### YANG DIKERJAKAN
1 - Kutip bagian tulisan tentang likuefaksi Petobo, mulai dari "Sampai di rumah, di" sampai dengan "dan memanggil anaknya.".
2 - Tentukan apakah tiap pernyataan berikut sesuai dengan tulisan tentang likuefaksi Petobo, lalu jawab ya atau tidak beserta kutipan persis kata-kata penentunya dari tulisan itu. (a) Sore itu Reni dan anaknya menghadiri ulang tahun di Pemandian Milinium. (b) Ketika Reni tiba di rumah, anaknya langsung tidur. (c) Reni mengambil air wudu untuk salat magrib sebelum tanah berderak.

### TEKS BACAAN
━━━━
Jalur Kucing di Likuefaksi Petobo


Oleh: Temu Sutrisno


Tak terbayang di pikiran Reni (29), dirinya beserta anaknya Naya (10) selamat dari gulungan tanah likuefaksi Petobo. Bagaimana tidak, ia bersama anaknya berjibaku dan kejar-mengejar waktu menghindari amukan tanah dari arah timur rumahnya.
Reni mengenang hidupnya sepanjang 28 September 2018, kala gempa menggoncang Palu dan sekitarnya. Sore itu, ia bersama anaknya menghadiri ulang tahun teman anaknya di Pemandian Milinium Jl. Emy Saelan. Lantaran acara itu, ia harus minta izin dari tempat kerjanya, Mall Tatura.
Saat gempa pertama menggoncang Pantai Barat kabupaten Donggala, ia memutuskan pulang ke rumah dan meninggalkan acara ulang tahun.
Sampai di rumah, di komplek perumahan Petobo, Reni langsung memasukkan motor ke rumah dan istrirahat sejenak. Anaknya duduk menonton di depan televisi.
Sore makin beranjak. Suara tahrim di masjid terdengar. Reni bangkit membersihkan diri dan mengambil air wudhu untuk salat maghrib.
Tiba-tiba tanah berderak, bumi bergoncang. Gempa, pikir Reni. Ia langsung keluar dan memanggil anaknya.
━━━━
### CUPLIKAN DATA
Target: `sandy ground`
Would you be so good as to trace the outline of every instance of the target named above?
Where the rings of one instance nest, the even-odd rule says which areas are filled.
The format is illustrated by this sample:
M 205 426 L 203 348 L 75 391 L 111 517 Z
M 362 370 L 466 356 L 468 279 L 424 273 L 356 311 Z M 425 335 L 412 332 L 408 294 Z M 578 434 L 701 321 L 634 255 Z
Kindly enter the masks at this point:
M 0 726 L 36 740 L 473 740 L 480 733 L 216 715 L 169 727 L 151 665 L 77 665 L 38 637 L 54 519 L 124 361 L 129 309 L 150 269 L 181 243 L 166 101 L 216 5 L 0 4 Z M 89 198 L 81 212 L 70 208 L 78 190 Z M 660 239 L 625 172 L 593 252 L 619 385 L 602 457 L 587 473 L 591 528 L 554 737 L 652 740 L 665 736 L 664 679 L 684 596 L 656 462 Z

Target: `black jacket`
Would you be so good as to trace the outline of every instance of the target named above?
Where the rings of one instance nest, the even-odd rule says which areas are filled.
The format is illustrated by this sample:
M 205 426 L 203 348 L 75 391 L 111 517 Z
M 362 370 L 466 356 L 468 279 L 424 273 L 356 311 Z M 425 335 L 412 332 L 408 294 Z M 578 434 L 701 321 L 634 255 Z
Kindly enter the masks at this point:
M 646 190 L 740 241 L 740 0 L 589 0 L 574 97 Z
━━━━
### JAWABAN
1 -
Sampai di rumah, di komplek perumahan Petobo, Reni langsung memasukkan motor ke rumah dan istrirahat sejenak. Anaknya duduk menonton di depan televisi.
Sore makin beranjak. Suara tahrim di masjid terdengar. Reni bangkit membersihkan diri dan mengambil air wudhu untuk salat maghrib.
Tiba-tiba tanah berderak, bumi bergoncang. Gempa, pikir Reni. Ia langsung keluar dan memanggil anaknya.

2 -
(a) Ya: "ia bersama anaknya menghadiri ulang tahun teman anaknya di Pemandian Milinium Jl. Emy Saelan"
(b) Tidak: "Anaknya duduk menonton di depan televisi."
(c) Ya: "Reni bangkit membersihkan diri dan mengambil air wudhu untuk salat maghrib."